EXERCISE DIRECTIONS:
Rewrite everything in the listing below, from the line containing "Wanted | a point on the boarding" down to the end of the listing, as a numbered list, leaving out any blank lines.

RECORDS SUPPLIED:
# # # # # # #
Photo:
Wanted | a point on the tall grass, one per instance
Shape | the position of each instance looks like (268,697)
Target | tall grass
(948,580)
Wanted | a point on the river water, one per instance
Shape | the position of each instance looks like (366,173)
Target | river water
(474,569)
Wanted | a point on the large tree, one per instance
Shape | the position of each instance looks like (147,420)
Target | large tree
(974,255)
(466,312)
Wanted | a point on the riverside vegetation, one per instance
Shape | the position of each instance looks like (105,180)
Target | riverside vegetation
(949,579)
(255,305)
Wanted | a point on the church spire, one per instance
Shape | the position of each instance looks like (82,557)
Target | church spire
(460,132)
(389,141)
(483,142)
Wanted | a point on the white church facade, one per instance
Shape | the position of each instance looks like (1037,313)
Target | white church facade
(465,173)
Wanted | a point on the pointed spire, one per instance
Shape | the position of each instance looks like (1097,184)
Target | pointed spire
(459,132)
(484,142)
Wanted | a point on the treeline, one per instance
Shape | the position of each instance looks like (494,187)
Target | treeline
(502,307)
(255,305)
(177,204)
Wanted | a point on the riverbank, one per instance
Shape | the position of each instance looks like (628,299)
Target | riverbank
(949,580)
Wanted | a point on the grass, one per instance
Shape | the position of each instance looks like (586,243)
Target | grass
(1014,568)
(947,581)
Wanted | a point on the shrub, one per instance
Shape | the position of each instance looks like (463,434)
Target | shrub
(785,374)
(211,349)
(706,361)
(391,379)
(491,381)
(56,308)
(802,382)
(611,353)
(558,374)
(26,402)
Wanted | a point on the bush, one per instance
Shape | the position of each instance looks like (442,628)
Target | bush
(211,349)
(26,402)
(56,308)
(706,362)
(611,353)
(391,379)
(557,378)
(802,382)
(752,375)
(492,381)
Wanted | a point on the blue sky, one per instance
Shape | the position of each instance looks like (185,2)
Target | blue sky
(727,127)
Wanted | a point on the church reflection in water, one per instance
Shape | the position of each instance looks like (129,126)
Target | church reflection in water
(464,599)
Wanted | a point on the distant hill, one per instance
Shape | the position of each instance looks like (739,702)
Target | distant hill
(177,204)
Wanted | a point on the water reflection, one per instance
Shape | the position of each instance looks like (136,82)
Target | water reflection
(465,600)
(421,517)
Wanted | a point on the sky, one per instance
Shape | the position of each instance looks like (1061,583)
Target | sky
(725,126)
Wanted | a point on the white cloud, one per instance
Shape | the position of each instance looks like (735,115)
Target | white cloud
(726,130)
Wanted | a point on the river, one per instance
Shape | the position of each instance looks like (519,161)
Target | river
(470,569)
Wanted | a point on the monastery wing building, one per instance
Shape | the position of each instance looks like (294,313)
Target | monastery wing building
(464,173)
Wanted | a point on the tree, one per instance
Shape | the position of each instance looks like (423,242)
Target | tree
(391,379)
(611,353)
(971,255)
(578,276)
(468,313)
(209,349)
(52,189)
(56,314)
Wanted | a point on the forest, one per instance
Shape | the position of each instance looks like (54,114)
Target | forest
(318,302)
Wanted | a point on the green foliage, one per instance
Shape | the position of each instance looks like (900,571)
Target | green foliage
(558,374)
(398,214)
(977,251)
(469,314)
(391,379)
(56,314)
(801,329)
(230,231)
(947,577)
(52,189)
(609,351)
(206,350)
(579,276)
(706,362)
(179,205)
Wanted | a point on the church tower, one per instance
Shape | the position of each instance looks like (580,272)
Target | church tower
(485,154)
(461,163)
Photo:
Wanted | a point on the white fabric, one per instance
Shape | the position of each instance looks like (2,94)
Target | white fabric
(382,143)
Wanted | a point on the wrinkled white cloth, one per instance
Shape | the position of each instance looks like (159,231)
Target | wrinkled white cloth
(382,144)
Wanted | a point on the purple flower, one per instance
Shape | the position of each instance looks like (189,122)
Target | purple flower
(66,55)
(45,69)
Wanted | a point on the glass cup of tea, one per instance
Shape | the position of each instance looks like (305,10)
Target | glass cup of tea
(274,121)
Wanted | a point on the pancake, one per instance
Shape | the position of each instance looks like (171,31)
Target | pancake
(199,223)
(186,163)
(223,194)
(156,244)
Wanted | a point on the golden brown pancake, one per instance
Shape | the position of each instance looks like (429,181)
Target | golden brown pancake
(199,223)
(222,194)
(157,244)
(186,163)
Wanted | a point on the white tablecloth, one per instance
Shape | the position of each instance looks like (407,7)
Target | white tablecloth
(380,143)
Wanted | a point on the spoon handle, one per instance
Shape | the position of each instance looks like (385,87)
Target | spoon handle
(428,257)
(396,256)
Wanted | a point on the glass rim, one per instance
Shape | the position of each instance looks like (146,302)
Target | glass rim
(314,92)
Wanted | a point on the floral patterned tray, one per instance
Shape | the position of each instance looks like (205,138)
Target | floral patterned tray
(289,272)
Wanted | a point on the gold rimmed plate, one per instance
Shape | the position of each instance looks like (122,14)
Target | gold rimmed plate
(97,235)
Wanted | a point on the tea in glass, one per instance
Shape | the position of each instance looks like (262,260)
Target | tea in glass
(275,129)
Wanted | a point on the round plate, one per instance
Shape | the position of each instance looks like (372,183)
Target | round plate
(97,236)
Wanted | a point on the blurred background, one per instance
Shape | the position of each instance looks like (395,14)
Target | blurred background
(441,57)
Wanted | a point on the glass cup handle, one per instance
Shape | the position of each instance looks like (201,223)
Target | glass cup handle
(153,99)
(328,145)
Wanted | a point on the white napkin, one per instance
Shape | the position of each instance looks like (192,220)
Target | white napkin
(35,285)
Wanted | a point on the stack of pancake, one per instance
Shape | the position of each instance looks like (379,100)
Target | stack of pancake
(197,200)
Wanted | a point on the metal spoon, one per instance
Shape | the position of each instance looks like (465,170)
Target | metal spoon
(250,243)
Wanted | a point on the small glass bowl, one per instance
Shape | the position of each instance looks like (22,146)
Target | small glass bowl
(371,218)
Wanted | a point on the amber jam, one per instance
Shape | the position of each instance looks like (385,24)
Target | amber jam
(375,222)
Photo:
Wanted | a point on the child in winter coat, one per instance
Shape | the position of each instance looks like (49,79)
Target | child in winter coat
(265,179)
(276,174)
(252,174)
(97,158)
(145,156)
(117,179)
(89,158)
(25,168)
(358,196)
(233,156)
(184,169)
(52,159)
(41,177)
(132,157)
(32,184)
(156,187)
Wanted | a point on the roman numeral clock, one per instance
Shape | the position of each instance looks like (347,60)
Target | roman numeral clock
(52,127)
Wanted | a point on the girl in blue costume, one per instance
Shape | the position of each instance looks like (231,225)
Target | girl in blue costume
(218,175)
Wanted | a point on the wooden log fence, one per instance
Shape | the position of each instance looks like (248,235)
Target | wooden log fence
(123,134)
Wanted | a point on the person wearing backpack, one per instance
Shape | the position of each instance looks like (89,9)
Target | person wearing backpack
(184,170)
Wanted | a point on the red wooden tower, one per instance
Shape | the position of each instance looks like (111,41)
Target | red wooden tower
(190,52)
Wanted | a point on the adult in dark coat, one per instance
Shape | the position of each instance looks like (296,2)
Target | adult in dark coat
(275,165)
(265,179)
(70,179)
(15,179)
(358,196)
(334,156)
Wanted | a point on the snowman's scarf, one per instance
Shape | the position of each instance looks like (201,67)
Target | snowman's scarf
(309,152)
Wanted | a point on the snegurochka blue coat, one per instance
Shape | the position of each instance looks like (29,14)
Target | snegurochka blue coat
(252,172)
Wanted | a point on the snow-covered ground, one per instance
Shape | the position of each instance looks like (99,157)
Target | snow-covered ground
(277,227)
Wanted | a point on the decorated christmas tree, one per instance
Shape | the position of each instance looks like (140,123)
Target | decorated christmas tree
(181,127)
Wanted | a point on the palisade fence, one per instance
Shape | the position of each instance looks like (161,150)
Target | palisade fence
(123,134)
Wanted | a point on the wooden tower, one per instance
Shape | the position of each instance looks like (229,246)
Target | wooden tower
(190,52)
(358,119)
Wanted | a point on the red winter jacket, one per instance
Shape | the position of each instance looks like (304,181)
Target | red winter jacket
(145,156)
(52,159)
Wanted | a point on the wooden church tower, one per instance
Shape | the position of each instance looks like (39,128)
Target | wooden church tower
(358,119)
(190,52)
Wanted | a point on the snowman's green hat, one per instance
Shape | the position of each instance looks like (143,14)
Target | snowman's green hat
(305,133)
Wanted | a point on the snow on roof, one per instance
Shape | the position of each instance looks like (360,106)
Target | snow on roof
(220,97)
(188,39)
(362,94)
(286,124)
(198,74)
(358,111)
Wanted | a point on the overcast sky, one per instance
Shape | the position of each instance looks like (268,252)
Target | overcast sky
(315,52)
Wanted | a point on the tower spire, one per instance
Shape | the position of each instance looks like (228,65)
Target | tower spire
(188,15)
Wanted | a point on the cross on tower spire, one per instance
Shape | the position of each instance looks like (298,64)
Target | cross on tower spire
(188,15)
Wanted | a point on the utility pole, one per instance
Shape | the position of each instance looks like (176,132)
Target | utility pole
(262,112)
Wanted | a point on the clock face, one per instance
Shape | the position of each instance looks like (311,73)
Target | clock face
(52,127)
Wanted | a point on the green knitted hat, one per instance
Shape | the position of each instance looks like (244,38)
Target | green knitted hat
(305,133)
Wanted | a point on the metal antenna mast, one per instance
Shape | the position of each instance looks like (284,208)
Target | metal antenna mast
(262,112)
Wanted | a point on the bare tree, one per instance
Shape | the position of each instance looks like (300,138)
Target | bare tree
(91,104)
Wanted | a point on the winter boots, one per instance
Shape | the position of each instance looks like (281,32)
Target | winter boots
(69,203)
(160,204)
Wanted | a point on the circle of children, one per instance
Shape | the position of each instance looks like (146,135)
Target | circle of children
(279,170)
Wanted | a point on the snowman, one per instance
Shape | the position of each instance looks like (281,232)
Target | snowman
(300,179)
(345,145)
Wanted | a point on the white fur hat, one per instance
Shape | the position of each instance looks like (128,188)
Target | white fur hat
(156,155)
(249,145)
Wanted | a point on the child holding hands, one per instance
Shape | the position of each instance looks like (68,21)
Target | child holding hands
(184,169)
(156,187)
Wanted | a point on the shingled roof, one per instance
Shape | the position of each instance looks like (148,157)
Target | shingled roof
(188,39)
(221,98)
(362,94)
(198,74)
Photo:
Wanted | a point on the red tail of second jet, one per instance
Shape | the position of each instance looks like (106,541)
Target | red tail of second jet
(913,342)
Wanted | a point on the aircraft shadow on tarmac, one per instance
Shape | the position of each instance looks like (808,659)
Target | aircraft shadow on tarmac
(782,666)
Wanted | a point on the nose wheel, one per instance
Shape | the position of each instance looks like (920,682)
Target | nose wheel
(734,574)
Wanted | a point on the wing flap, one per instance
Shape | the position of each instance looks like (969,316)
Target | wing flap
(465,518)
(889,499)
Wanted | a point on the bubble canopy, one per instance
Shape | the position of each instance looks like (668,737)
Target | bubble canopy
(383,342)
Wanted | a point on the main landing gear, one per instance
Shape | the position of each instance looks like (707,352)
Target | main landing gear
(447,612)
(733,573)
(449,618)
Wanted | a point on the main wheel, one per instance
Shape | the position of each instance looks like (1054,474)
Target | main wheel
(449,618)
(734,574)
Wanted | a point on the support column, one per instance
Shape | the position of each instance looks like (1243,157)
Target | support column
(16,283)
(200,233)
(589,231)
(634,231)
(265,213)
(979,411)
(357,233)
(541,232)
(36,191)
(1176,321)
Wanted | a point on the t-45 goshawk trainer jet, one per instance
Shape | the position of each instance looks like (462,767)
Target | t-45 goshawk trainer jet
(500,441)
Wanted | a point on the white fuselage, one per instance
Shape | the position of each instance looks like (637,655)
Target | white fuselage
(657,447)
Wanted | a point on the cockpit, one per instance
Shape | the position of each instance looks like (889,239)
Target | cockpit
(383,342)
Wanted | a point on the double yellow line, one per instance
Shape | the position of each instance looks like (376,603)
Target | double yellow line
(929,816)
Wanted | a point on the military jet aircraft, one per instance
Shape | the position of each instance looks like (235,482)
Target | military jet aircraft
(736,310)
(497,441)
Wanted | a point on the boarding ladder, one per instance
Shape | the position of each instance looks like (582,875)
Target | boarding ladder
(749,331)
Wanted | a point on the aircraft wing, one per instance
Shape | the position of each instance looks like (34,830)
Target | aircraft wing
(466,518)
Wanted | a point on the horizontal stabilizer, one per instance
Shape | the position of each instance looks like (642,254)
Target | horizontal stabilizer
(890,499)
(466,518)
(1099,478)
# # # # # # #
ANSWER IN FULL:
1. Wanted | a point on the boarding ladder, one per instance
2. Shape | the position of each instance looks like (582,875)
3. Target | boarding ladder
4. (749,331)
5. Wanted | a point on the aircraft wing, one per instance
6. Shape | the position of each instance looks like (34,830)
7. Target | aircraft wing
8. (466,518)
9. Wanted | a point on the horizontal stabilizer, one per instance
10. Shape | the position of each instance looks like (642,254)
11. Target | horizontal stabilizer
12. (890,499)
13. (466,518)
14. (1099,478)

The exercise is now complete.